What the exercise asks: Extend the commentary on the fake papers in the Arabian Journal of Geosciences, picking up right after its final sentence.

Source extract:

For instance, the Arabian Journal of Geosciences has a problem: their articles are too obviously fake.
Some titles of the farkakte research: “Simulation of sea surface temperature based on non-sampling error and psychological intervention of music education”; “Distribution of earthquake activity in mountain area based on embedded system and physical fitness detection of basketball”; “The stability of rainfall conditions based on sensor networks and the effect of psychological intervention for patients with urban anxiety disorder.” A complete list of the retracted papers can be found here.
They read a bit like a college student throwing around big words to cover up a lack of understanding. Though purportedly written by humans, the content of each paper definitely reads as if it were put together by a computer that doesn’t quite grasp speech patterns or grammar. The papers are filled with redundancies and generally lack logic.
Right away, I noticed a problem: they should have used the more formal German “verkakte” rather than the alternative Yiddish spelling. Oh, right, and the paper titles are absurd, too.
I see two sources of problems: institutions that demand frequent publications, even where it isn’t warranted, and extremely lazy journal editors who rubberstamp everything.

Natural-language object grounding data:
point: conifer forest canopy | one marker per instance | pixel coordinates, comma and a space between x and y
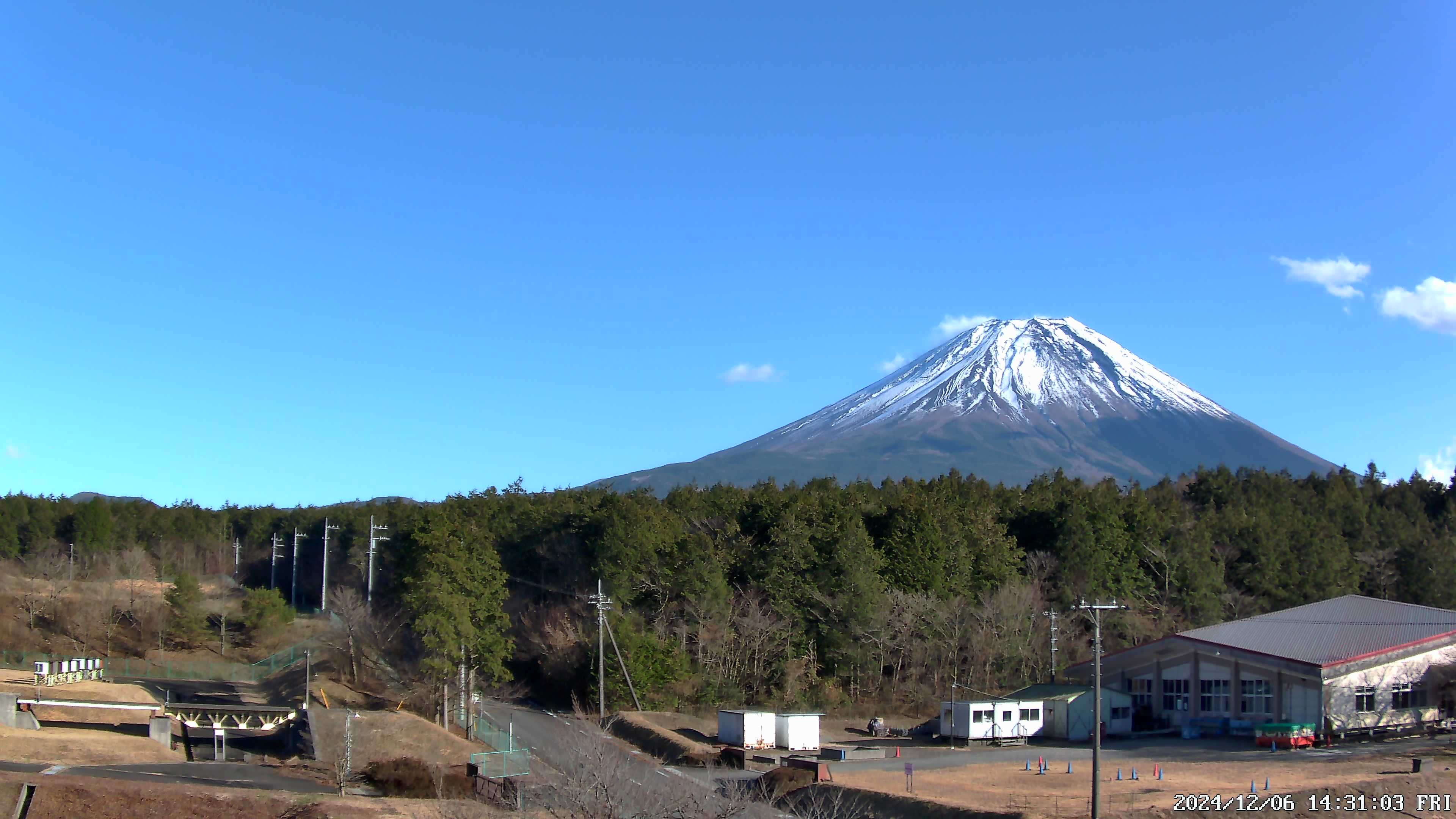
817, 595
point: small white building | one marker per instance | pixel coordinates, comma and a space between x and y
797, 732
991, 719
747, 729
1068, 713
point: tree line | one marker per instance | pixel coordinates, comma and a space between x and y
817, 595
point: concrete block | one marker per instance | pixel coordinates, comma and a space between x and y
9, 710
161, 729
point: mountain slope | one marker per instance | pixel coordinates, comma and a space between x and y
1005, 401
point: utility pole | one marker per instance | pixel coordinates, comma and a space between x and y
1097, 608
324, 594
369, 598
603, 605
273, 563
1053, 615
293, 589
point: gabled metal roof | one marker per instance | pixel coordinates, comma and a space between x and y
1333, 632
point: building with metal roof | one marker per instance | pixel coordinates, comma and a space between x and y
1350, 664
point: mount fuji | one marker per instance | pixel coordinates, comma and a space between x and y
1005, 401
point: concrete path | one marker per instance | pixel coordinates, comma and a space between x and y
213, 774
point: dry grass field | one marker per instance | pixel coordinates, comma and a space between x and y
82, 747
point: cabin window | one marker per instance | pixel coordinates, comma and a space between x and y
1175, 696
1213, 696
1365, 698
1256, 697
1401, 696
1142, 691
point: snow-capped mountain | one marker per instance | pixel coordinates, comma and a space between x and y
1005, 401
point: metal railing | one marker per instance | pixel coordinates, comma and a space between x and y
173, 670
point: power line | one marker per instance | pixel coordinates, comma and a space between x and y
324, 594
1097, 608
273, 563
293, 589
369, 598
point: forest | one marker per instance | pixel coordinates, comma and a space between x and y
817, 595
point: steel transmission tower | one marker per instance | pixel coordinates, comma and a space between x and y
324, 594
293, 588
369, 598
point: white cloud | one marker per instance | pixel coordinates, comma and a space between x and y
747, 373
1439, 467
953, 326
1432, 305
1337, 276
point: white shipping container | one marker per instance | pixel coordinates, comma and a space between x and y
797, 732
746, 729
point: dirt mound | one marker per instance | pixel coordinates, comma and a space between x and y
386, 735
648, 732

Answer to this exercise:
As amusing (or alarming) as the idea of earthquakes being connected to basketball might be, the screwup highlights issues in science publishing that let farcical research slip into the realm of real work. As highlighted by the Chronicle of Higher Education in August, when the 400-odd papers in the geosciences journal got expressions of concern attached to them, many suspicious papers appear to have been written by scholars affiliated with Chinese institutions, where researchers are incentivized (sometimes financially) to publish in notable journals and where many doctoral students must publish a paper before graduation. The founder and editor-in-chief of the Arabian Journal of Geosciences told the Chronicle at the time that he reads every paper published in the journal each month (which would mean about 10 papers per day, including weekends), and that he thinks the fabricated research got into the journal through hacking.
Sure. Abdullah M. Al-Amri, editor-in-chief of the journal, reads every submission, and all those ridiculous papers must have been hacked into place. He reads every article, except he never takes a look at the journal once it’s been published. And he never reads the correspondence from legit researchers who point out the kind of crap getting splattered all over the pages. He just failed to notice that “Structure of plain granular rock mass based on motion sensor and movement evaluation of dancers” got published.
Just wait until Chinese researchers discover ChatGPT. We desperately need our pseudoscientific garbage to be more readable.